>> START Text section

David Hirsch was somewhat of a visionary who planted one of the first vineyards in the true Sonoma Coast in Cazadero (Mike Bohan was the first to plant in 1973). In 1978, Hirsch purchased 1,100 acres on a remote ridge 900 feet above the Pacific Ocean at the end of Bohan-Dillon Road. Beginning in 1980, David and Marie Hirsch established a vineyard of 48 acres on the ridge tops above the fog line a few miles from the Pacific Ocean. Planted to Pinot Noir and Chardonnay, it became world-renowned when Burt Williams (William Selyem), Ted Lemon (LIttorai), and Steve Kistler (Kistler) showed up one day in the early 1990s, chose their blocks, and proceeded to make startling good and age-worthy vineyard designate wines from the Hirsch Vineyard. The name, Hirsch Vineyard, quickly became synonymous with the true Sonoma Coast.

The vineyard is scattered over several ridge tops with varying exposure, altitude and soil type. With a variety of rootstocks and clones planted, there is considerable heterogeneity to the fruit, and Hirsch Vineyard Pinot Noirs from different producers are difficult to compare as they are derived from distinctly different terroirs (refer to aerial photo of Hirsch Vineyard below)

In 2002, the Hirsch’s built a 15,000-case winery on the estate in an old lambing barn, and brought in winemaker Vanessa Wong (Peay Vineyards, formerly Peter Michael) to craft the first Hirsch Estate Pinot Noir (vintage 2002). She was subsequently replaced by Mark Doherty (formerly PlumpJack and Davis Bynum). There have been five vintages of Hirsch Estate Pinot Noir and in most vintages, many different blocks are blended to produce the Estate Pinot Noir. In 2005, the yields were so miniscule that outside fruit was sourced to make the wine.

I recently tasted through a few vintages, including the first, of Hirsch Estate Pinot Noir. Early on, the wines can be quite structured and tannic (see 2006 vintage Estate for exception), but with time in the bottle lovely expressive fruit comes to the front and the wines are a delight to drink.

>> END Text section
>> START Stored records

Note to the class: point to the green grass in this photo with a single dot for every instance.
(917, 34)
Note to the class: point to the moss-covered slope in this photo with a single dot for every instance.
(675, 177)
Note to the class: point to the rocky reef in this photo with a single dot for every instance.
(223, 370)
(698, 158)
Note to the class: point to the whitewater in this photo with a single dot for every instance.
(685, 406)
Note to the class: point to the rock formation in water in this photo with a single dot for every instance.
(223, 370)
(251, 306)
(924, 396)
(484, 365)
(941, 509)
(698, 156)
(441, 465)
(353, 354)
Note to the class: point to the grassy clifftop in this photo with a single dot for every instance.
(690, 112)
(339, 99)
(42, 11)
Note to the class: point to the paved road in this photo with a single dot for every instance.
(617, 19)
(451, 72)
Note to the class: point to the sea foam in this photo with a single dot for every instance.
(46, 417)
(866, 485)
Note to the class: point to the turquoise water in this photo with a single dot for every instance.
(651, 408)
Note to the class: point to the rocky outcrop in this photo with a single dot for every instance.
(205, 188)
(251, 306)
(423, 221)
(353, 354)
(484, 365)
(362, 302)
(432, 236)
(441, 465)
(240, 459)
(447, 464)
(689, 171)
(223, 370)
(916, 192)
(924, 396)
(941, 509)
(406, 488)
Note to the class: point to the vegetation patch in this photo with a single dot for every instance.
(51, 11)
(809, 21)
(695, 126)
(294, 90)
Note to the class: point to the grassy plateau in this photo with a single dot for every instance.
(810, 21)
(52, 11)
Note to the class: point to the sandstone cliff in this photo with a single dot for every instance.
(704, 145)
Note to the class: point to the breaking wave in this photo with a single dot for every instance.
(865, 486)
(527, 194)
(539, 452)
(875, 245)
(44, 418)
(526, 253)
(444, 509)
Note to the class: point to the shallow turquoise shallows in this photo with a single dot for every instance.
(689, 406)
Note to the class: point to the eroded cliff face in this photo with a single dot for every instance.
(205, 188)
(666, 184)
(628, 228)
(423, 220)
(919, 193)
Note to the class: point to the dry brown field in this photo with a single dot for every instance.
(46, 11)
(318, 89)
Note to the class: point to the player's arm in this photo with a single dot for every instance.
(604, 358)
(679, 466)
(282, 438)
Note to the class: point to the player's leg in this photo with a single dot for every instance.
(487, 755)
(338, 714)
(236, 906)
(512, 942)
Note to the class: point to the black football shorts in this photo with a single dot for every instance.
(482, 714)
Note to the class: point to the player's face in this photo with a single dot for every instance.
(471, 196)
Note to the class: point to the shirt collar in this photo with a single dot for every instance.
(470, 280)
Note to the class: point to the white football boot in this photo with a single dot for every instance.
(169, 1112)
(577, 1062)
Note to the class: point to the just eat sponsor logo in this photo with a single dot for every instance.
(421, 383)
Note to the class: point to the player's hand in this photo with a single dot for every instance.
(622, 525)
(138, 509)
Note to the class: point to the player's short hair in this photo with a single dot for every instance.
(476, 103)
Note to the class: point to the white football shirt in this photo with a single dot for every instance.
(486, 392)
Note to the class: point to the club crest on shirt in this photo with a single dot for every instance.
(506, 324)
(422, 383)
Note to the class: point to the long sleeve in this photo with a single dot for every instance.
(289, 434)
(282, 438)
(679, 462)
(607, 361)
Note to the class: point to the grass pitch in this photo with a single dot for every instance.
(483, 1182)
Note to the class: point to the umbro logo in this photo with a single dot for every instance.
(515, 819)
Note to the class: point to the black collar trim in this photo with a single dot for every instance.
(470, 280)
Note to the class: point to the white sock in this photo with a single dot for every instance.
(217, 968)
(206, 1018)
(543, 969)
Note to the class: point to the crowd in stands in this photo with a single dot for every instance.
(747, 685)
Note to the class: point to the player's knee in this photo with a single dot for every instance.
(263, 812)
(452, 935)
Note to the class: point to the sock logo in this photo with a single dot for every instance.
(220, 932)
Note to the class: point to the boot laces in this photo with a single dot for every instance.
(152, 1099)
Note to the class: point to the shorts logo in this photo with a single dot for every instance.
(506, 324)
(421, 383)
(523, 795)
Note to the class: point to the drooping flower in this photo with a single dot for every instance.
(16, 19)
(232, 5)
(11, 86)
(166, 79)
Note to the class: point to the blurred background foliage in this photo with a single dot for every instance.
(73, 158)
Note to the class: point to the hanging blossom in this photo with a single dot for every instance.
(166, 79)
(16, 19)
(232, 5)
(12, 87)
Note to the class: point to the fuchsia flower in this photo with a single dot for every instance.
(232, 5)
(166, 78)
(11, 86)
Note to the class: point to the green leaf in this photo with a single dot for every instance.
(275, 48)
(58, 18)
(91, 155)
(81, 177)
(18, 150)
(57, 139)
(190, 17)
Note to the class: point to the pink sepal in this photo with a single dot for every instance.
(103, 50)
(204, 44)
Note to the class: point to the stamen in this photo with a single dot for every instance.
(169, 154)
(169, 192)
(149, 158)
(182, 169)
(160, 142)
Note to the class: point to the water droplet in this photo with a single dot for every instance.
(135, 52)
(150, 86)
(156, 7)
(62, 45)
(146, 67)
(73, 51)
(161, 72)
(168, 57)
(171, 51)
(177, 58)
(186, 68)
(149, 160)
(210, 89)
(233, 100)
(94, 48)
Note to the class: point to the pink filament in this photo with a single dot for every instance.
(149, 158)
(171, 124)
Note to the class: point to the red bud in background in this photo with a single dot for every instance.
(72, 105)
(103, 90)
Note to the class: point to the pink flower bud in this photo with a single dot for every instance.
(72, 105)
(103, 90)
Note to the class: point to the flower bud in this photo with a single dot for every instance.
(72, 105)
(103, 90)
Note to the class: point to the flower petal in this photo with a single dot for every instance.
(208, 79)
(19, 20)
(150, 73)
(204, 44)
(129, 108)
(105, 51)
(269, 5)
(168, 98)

>> END Stored records

- _Tasks to complete_
a - Change "lambing barn" to "sheep barn" and write out the part of the Hirsch Vineyard text that opens with the words containing "In 2002, the" and closes with "make the wine.".
b - Write the next part of the Hirsch Vineyard text, starting after its last sentence.

- _Results for each task_
a -
In 2002, the Hirsch’s built a 15,000-case winery on the estate in an old sheep barn, and brought in winemaker Vanessa Wong (Peay Vineyards, formerly Peter Michael) to craft the first Hirsch Estate Pinot Noir (vintage 2002). She was subsequently replaced by Mark Doherty (formerly PlumpJack and Davis Bynum). There have been five vintages of Hirsch Estate Pinot Noir and in most vintages, many different blocks are blended to produce the Estate Pinot Noir. In 2005, the yields were so miniscule that outside fruit was sourced to make the wine.

b -
2006 The Bohan-Dillon Hirsch Vineyard Sonoma Coast Pinot Noir

14.6% alc., $30. This wine is composed of barrels that do not make the grade for the Estate label. None was produced in 2004 and 2005 due to low crop yields. Yields and tonnage in 2006 were very generous, exceeding all vintages over the previous nine years. At least twice as much fruit was dropped in 2006 as harvested in 2005. The bunches and berries were not unusually large, but very compact. · A simple Pinot Noir that makes a pleasant overall impression. Earth, damp leaf and spiced cherry scents with red Pinot fruit flavors enhanced by tones of herbs and oak. Light in the mouth with a good acid kick on the backend.

2006 Hirsch Vineyards M Sonoma Coast Pinot Noir

14.9% alc., 448 cases $50. The label says: “It is a Marvelous and Mellifluous Middle cuvee of our site of fruit from 22 blocks. A wine for grownups.” · The nose is flat and subdued initially but opens with swirling to aromas of deeply spiced cherries and roses with a whiff of alcohol. Highly structured and built for the long haul. Very earthy with notes of game and oak spice accentuating the black cherry fruit. Not particularly expressive now, but you get the feeling there is plenty of pleasure waiting to get out. Velvety soft in texture and beautifully crafted. A keeper.

2006 Hirsch Vineyards Estate Sonoma Coast Pinot Noir

14.5% alc., $55. Composed of 32 blocks from the Hirsch estate. · Very complex and constantly evolving aroma mix of dark cherries, cranberry, wet stone, Xmas spices including clove and cinnamon, mint and oak. Earth-dusted black fruits with a hint of raisin. Soft in the mouth with slippery tannins and an appealing elegance.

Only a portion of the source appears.